- [WORK TO BE COMPLETED] Set down, word for word, the stretch of lines from the one containing "give the outline of every instance of the white" to the end of the records below.

- [EXTRACTED DATA]
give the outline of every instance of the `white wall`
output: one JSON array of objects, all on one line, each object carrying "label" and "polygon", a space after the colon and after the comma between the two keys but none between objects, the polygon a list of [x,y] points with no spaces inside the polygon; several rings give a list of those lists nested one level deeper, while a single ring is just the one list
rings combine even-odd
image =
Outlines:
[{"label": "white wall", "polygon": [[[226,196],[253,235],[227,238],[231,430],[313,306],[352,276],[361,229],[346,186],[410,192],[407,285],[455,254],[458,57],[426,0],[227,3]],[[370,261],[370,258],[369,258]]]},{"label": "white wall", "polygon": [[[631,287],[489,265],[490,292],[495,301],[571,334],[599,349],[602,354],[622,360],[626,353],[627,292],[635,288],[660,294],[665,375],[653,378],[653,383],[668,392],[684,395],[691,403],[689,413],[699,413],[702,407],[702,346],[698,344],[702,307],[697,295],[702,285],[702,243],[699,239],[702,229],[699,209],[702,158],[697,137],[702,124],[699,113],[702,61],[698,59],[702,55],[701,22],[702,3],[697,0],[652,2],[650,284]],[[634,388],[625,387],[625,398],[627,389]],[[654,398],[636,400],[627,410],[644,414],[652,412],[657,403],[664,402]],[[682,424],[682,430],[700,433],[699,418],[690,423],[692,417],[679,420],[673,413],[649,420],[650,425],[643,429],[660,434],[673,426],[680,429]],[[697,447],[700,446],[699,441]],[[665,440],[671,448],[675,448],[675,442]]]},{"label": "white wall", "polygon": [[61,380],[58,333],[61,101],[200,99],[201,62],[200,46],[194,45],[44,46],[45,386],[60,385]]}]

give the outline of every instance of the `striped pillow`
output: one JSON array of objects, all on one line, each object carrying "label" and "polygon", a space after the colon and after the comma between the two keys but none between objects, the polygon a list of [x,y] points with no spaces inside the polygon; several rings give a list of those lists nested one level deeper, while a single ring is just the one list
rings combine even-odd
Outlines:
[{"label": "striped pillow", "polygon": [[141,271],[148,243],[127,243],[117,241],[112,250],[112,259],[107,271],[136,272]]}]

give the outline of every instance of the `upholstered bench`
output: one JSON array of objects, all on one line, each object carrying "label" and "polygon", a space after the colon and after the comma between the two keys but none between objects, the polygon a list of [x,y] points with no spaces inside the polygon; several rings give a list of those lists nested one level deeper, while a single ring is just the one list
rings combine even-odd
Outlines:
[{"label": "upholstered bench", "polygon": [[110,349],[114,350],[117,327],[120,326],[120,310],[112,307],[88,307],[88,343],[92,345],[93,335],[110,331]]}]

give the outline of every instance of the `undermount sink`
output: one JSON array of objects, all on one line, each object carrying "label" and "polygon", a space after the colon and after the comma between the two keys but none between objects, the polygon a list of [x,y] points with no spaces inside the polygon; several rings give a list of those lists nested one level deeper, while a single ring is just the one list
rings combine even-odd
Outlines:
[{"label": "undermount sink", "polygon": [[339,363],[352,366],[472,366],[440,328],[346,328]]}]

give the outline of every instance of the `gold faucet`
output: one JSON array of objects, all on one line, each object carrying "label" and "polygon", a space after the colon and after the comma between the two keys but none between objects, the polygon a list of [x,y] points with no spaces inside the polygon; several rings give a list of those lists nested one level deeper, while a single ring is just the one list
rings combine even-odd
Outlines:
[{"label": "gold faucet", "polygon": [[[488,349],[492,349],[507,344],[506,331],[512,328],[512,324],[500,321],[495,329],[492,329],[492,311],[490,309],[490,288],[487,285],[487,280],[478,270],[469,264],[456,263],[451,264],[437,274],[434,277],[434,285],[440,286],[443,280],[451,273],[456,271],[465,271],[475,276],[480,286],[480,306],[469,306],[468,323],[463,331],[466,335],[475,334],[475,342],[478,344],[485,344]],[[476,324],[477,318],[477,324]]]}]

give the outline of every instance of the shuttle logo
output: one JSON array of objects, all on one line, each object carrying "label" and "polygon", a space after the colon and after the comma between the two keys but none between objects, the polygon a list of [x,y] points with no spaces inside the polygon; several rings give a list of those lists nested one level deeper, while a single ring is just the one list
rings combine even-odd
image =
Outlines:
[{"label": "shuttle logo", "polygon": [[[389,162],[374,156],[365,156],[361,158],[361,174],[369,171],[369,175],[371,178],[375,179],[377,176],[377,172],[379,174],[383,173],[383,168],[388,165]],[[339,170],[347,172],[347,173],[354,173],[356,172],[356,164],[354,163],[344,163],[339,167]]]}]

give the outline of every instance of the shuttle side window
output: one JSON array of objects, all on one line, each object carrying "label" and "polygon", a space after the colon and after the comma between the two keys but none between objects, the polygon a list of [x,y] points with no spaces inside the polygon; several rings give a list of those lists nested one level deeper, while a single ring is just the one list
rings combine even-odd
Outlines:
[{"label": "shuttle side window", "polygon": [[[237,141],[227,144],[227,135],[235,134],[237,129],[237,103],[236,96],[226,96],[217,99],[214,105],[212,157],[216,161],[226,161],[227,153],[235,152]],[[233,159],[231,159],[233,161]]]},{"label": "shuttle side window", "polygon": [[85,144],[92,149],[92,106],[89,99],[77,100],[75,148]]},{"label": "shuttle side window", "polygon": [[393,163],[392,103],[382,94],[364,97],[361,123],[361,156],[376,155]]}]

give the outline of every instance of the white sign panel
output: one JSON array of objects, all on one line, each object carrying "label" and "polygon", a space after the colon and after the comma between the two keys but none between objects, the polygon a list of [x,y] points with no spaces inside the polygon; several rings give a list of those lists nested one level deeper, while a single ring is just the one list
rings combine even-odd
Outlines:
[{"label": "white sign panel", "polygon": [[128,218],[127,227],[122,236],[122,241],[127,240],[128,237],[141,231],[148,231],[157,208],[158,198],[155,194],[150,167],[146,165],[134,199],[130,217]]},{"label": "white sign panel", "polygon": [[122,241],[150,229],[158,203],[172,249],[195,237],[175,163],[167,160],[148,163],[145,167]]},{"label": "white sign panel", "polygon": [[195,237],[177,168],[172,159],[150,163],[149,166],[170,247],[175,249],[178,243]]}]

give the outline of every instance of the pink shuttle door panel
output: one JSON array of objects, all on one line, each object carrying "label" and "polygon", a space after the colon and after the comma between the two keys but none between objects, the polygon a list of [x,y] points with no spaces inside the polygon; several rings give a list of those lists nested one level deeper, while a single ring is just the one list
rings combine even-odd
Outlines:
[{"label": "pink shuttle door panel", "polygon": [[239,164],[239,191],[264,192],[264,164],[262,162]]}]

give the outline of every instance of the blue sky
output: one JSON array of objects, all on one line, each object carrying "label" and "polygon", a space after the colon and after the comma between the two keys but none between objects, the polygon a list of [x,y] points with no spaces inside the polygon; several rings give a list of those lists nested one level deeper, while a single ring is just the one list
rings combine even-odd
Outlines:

- [RESULT]
give the outline of every instance of the white sign panel
output: one JSON array of objects, all on one line, each object carrying "label" and "polygon", a space after the colon and after the comma between the two keys but none between objects, the polygon a list of [x,y] points with no spaces inside the polygon; several rings give a list of those lists nested one level deeper, while a single ring is just the one list
rings combine even-odd
Outlines:
[{"label": "white sign panel", "polygon": [[128,218],[127,227],[122,236],[122,241],[127,240],[128,237],[141,231],[148,231],[157,208],[158,198],[155,194],[150,167],[146,165],[134,199],[130,217]]},{"label": "white sign panel", "polygon": [[122,241],[150,229],[158,203],[172,249],[195,237],[175,163],[167,160],[148,163],[145,167]]},{"label": "white sign panel", "polygon": [[195,237],[177,168],[172,159],[150,163],[149,166],[170,247],[175,249],[178,243]]}]

give the outline of every instance of the pink shuttle door panel
output: one JSON array of objects, all on one line, each object carrying "label" and "polygon", a space after the colon and after the comma between the two keys but none between objects, the polygon a list of [x,y] points with no spaces inside the polygon; several rings give a list of those lists nested one level deeper, while a single ring is just the one list
rings combine even-odd
Outlines:
[{"label": "pink shuttle door panel", "polygon": [[239,164],[239,191],[264,192],[264,164],[262,162]]}]

give the outline of every instance of the blue sky
output: one JSON array of objects, all on one line, each object carrying "label" and "polygon", a space after the colon and after the comma between the two keys but none between objects, the polygon a list of [x,y] points with no spaces inside the polygon; several rings give a list of those lists nested one level deeper, while a single ring is just the one list
rings combine even-odd
Outlines:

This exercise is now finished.